(Region pointing data)

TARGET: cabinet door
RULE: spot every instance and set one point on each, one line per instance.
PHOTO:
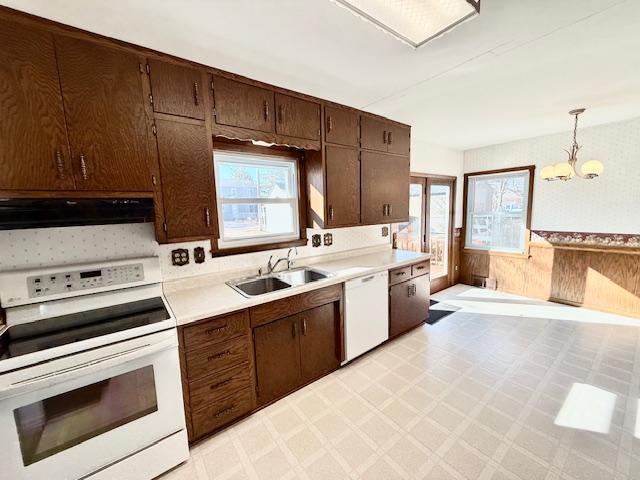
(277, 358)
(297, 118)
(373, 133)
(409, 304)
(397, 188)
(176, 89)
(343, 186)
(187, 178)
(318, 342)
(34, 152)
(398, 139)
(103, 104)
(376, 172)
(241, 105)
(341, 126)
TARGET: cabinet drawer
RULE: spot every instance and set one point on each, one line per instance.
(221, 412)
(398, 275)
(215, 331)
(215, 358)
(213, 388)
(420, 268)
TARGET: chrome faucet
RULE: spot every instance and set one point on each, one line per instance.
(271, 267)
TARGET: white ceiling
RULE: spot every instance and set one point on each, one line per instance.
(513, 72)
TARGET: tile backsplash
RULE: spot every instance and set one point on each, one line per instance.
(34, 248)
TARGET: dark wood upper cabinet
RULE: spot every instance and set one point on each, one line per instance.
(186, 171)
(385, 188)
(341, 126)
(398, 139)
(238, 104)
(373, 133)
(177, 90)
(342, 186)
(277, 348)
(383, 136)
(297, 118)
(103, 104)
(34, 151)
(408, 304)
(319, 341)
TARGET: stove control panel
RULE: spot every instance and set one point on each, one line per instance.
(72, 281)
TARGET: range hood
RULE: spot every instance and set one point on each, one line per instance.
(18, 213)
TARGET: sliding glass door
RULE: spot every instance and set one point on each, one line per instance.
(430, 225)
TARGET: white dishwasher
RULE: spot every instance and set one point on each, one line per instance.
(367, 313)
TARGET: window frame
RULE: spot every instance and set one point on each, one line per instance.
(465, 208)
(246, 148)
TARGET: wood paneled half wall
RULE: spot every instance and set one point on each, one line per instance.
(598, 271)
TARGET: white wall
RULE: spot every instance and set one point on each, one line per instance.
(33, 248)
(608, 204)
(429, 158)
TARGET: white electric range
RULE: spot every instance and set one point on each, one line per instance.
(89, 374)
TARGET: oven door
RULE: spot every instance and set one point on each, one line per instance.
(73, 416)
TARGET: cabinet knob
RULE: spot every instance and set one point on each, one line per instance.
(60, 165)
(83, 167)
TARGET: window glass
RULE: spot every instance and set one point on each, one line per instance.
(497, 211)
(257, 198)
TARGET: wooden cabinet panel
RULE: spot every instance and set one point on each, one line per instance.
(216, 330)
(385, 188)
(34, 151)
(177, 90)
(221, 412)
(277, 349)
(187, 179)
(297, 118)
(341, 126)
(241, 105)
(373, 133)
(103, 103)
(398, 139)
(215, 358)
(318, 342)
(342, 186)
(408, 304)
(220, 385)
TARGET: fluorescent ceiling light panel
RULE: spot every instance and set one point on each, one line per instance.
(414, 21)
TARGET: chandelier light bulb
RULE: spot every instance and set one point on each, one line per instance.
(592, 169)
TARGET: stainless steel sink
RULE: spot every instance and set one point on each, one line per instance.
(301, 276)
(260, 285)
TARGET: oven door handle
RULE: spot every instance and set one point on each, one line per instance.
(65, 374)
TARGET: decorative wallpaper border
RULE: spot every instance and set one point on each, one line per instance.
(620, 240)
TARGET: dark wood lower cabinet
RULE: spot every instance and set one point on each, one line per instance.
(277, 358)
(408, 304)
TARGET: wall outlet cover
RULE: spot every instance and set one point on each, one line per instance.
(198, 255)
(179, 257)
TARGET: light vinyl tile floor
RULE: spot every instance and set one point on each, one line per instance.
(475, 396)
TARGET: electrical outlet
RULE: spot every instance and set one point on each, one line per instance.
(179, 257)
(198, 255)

[Task description]: Taking the entries above, print exactly the lines starting at the line with "TARGET: range hood" and ending at the line with "TARGET: window frame", both included.

[Result]:
TARGET: range hood
RULE: spot every instance and set one point on each, one line per instance.
(18, 213)
TARGET: sliding glass door
RULE: spot every instance and set one point on each, one line per instance.
(430, 225)
TARGET: white dishwasher
RULE: spot every instance and set one point on each, one line per instance.
(367, 313)
TARGET: window frame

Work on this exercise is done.